PROBLEM STATEMENT: The entries below must be repeated exactly. None may be skipped.

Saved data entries
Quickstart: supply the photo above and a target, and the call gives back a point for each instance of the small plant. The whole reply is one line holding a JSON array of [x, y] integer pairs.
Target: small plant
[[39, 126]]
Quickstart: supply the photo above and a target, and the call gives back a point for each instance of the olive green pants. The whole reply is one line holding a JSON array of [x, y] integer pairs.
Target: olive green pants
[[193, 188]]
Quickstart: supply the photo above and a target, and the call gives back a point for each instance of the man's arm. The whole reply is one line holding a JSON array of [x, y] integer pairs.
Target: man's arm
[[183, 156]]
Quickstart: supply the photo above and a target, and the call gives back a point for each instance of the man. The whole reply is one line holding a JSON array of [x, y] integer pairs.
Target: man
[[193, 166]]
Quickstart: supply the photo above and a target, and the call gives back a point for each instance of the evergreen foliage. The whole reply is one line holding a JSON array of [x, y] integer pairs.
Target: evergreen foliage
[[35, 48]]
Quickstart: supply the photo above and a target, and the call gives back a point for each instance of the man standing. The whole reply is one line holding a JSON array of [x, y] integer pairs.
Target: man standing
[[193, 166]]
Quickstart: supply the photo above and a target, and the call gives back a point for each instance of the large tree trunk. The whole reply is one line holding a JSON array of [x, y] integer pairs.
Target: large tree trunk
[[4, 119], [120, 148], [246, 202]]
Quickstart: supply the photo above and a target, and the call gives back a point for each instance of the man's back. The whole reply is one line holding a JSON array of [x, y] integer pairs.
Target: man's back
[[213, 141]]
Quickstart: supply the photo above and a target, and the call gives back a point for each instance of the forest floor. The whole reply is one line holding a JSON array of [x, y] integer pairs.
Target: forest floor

WRITTEN ANSWER:
Quickstart: supply the photo above and a target, and the call gives back a point for each instance of the small plant. The whole reply is one line holding a JSON array of [x, y] integer pairs.
Target: small plant
[[39, 126]]
Quickstart: supply the photo above and a target, and the call gives back a point for each instance of the olive green pants. The whole reply is one line holding a JSON array of [x, y] integer pairs.
Target: olive green pants
[[193, 188]]
Quickstart: supply the photo above and a target, and the call gives back a point for each instance of the man's arm. The whole reply is one line holding a JSON array of [x, y] integer pairs.
Target: man's arm
[[183, 156]]
Quickstart: supply the photo above and a target, and the call gives back a point for each instance of the man. The whole reply is one line holding a JSON array of [x, y] integer pairs.
Target: man
[[193, 166]]
Quickstart: supply the photo above and a target, and the call gives back a point for each instance of the evergreen foliage. The whole reply is one line holding a JSON array of [x, y] integer pairs.
Target: evergreen foliage
[[35, 48]]
Quickstart: supply the photo above and a target, and the call gives back a point for each instance of the man standing. The whole reply is one line holding a JSON array of [x, y] integer pairs.
Target: man standing
[[193, 166]]
Quickstart: supply the photo above and a target, and the call gives back a point for each instance of the large tree trunk. The whole reply is one line holding a JSON array of [x, y] integer pairs.
Target: large tree trunk
[[4, 119], [120, 148], [246, 202]]
Quickstart: supply the photo above and a target, and the call gives back a point for each instance of the man's back. The whole reply is one line holding a JSON array of [x, y] integer pairs.
Target: man's back
[[213, 141]]
Quickstart: supply the photo above and a target, and the call gives back a point for each instance of the forest floor. The whole reply is one line holding a JSON array of [x, y] integer pairs.
Target: forest floor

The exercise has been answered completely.